» Task requirements:
Write out the entries once more, exactly as they appear.

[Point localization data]
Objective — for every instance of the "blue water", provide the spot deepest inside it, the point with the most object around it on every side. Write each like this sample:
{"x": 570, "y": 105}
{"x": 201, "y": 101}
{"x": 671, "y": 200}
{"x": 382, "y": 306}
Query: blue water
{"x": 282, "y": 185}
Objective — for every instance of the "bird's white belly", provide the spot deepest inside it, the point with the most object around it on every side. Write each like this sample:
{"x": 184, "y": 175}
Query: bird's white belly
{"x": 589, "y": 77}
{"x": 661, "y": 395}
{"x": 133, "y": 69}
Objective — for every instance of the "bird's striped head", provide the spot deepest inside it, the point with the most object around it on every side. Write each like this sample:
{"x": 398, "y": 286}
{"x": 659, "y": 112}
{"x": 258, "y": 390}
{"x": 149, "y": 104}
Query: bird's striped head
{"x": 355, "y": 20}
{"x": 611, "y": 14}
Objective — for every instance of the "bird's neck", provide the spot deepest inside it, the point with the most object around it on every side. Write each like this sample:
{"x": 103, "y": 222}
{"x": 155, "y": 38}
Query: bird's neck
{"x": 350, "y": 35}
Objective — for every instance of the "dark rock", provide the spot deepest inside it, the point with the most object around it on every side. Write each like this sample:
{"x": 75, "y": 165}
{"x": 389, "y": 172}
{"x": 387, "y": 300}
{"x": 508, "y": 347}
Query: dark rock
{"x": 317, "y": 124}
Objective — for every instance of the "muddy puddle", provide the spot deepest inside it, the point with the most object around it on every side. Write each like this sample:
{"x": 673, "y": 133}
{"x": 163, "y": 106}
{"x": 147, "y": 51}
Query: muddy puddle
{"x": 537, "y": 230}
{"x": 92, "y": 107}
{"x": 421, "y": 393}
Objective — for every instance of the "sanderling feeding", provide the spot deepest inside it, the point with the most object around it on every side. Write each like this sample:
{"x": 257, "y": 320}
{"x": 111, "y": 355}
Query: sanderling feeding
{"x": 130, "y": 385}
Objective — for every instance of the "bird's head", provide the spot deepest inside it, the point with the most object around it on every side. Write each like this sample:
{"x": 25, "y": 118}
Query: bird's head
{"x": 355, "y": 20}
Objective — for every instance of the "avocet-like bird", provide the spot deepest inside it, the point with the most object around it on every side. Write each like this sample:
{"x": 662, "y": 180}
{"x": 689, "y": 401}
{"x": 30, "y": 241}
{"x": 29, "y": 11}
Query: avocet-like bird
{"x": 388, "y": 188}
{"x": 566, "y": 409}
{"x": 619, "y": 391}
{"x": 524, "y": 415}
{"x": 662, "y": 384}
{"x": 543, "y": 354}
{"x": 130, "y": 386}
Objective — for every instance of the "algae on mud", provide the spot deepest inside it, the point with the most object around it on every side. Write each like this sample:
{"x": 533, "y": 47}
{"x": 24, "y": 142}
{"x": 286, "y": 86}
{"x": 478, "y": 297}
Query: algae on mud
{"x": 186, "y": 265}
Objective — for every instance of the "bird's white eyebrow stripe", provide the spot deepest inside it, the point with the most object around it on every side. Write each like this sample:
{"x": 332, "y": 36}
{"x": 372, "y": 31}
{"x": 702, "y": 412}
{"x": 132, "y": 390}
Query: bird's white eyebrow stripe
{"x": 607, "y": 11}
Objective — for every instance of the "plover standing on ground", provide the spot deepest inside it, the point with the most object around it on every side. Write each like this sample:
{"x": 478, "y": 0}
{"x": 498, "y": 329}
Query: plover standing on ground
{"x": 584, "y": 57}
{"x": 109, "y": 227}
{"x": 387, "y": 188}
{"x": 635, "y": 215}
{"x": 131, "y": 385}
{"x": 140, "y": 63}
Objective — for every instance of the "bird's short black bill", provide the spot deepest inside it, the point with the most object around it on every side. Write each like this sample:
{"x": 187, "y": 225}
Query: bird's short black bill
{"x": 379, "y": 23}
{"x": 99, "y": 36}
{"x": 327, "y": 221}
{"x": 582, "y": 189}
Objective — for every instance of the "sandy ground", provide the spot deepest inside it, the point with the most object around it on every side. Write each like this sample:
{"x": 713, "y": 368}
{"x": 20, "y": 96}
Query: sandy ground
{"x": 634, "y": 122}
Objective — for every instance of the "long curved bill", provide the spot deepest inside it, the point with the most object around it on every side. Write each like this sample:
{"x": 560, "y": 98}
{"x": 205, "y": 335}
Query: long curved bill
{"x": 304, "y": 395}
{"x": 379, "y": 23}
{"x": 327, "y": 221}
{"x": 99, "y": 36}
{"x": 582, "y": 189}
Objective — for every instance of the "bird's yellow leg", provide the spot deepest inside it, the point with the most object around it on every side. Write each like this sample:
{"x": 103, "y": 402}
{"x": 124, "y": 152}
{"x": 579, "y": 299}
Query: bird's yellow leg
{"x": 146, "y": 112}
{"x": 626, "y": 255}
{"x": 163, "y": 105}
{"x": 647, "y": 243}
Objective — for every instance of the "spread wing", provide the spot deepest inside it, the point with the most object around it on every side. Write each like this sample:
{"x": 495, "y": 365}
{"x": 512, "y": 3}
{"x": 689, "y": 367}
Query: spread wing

» Answer box:
Objective — for every instance of the "blue water", provide the spot deepest inside it, the point with the most object around it on every side. Write each like this sample:
{"x": 570, "y": 105}
{"x": 201, "y": 101}
{"x": 671, "y": 200}
{"x": 382, "y": 306}
Query: blue water
{"x": 282, "y": 185}
Objective — for every instance of the "bird's white belly", provide the spot deepest inside it, the point with the most object around it on every side. Write each like this sample:
{"x": 184, "y": 175}
Query: bird's white belly
{"x": 589, "y": 77}
{"x": 661, "y": 395}
{"x": 133, "y": 69}
Objective — for every instance of the "bird's striped head", provide the spot deepest inside it, the point with the most object around it on every side. Write each like this sample:
{"x": 398, "y": 286}
{"x": 659, "y": 112}
{"x": 258, "y": 390}
{"x": 149, "y": 104}
Query: bird's striped head
{"x": 355, "y": 20}
{"x": 611, "y": 14}
Objective — for every instance of the "bird's neck", provide the spot deepest inside it, the point with the most object around it on every side. Write each like this sample:
{"x": 103, "y": 222}
{"x": 155, "y": 38}
Query: bird's neck
{"x": 350, "y": 35}
Objective — for every instance of the "dark rock", provide the spot deepest inside it, the point with the most object around it on every side. Write each like this sample:
{"x": 75, "y": 165}
{"x": 389, "y": 172}
{"x": 387, "y": 300}
{"x": 508, "y": 347}
Query: dark rock
{"x": 317, "y": 124}
Objective — for every instance of the "muddy puddle", provide the spot deepest inside it, the point with the most object around it on every side. Write each like this sample:
{"x": 673, "y": 133}
{"x": 163, "y": 106}
{"x": 147, "y": 51}
Query: muddy puddle
{"x": 537, "y": 230}
{"x": 92, "y": 107}
{"x": 421, "y": 393}
Objective — for every instance of the "sanderling feeding", provide the spot deepest inside it, the point with the most object around it on every side. Write each like this sample:
{"x": 257, "y": 320}
{"x": 111, "y": 355}
Query: sanderling feeding
{"x": 130, "y": 385}
Objective — for every instance of the "bird's head", provide the spot deepest inside it, the point with the most object around it on every side. Write each like this sample:
{"x": 25, "y": 118}
Query: bird's head
{"x": 355, "y": 20}
Objective — for every instance of the "avocet-like bird", provide the spot deepest inside it, the point with the most object around it on every side. Write each like this sample:
{"x": 662, "y": 180}
{"x": 689, "y": 401}
{"x": 30, "y": 241}
{"x": 29, "y": 11}
Query: avocet-like bird
{"x": 388, "y": 188}
{"x": 566, "y": 409}
{"x": 619, "y": 391}
{"x": 524, "y": 415}
{"x": 662, "y": 384}
{"x": 543, "y": 354}
{"x": 130, "y": 386}
Objective — for every instance of the "algae on mud", provide the spot deepest inside it, the point with the most object around it on every side. Write each like this sample:
{"x": 533, "y": 47}
{"x": 24, "y": 142}
{"x": 286, "y": 86}
{"x": 478, "y": 297}
Query: algae on mud
{"x": 186, "y": 265}
Objective — for every instance of the "bird's white eyebrow stripe", provide the spot deepest inside it, the point with the most object around it on every side. Write each like this sample:
{"x": 332, "y": 36}
{"x": 372, "y": 31}
{"x": 702, "y": 412}
{"x": 132, "y": 390}
Query: bird's white eyebrow stripe
{"x": 607, "y": 11}
Objective — for every instance of the "plover standing on ground", provide the spot deepest inside it, the point with the most object around it on every side. Write each like this sample:
{"x": 478, "y": 0}
{"x": 498, "y": 329}
Query: plover standing on ground
{"x": 584, "y": 57}
{"x": 109, "y": 227}
{"x": 387, "y": 188}
{"x": 635, "y": 215}
{"x": 131, "y": 385}
{"x": 140, "y": 63}
Objective — for every instance of the "bird's short black bill", provide the spot deepest inside it, the point with the most object around it on every side. Write each like this sample:
{"x": 187, "y": 225}
Query: bird's short black bill
{"x": 379, "y": 23}
{"x": 99, "y": 36}
{"x": 327, "y": 221}
{"x": 582, "y": 189}
Objective — for every instance of the "sandy ground", provide the spot deepest inside it, the point with the most object around it on every side. Write each like this sample:
{"x": 713, "y": 368}
{"x": 20, "y": 96}
Query: sandy ground
{"x": 634, "y": 122}
Objective — for every instance of the "long curved bill", provide the spot deepest inside it, the point with the most object around it on every side. Write each like this sample:
{"x": 560, "y": 98}
{"x": 205, "y": 335}
Query: long curved bill
{"x": 304, "y": 395}
{"x": 379, "y": 23}
{"x": 327, "y": 221}
{"x": 99, "y": 36}
{"x": 582, "y": 189}
Objective — for every instance of the "bird's yellow leg", provide the spot deepest inside it, the point with the most object around it on every side. Write each like this sample:
{"x": 103, "y": 402}
{"x": 124, "y": 152}
{"x": 579, "y": 299}
Query: bird's yellow leg
{"x": 146, "y": 112}
{"x": 626, "y": 255}
{"x": 163, "y": 105}
{"x": 647, "y": 243}
Objective — for every instance of the "spread wing", provide the spot deepest inside it, the point with the most object around it on every side. Write each like this sample:
{"x": 495, "y": 365}
{"x": 512, "y": 3}
{"x": 689, "y": 367}
Query: spread wing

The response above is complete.